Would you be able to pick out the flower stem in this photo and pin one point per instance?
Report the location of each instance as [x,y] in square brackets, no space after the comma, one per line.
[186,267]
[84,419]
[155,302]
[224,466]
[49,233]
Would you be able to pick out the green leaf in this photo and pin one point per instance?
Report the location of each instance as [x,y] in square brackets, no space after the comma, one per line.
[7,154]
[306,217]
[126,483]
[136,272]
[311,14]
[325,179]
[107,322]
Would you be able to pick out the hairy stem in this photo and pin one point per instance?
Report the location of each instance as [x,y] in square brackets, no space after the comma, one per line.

**Challenge**
Reproduce every line of the records above verbatim, with no changes.

**Full answer**
Would you be able to pick out the flower stem in this photo and pin one point per instance?
Report the location of each instance as [x,y] in square brackets, no space after the comma, one per line.
[186,267]
[84,419]
[155,302]
[224,466]
[49,233]
Would you be able to pick out the green leaf in this photo and pin one point per instance?
Report the location of each instance as [x,y] in square brackets, no space after the comma, one per line.
[7,154]
[306,217]
[126,483]
[136,272]
[311,14]
[325,179]
[107,322]
Would you be able to pick out the hairy stem in this photo and pin one point per instance?
Report the location of each instance as [x,y] in square brackets, no space after the comma, one per line.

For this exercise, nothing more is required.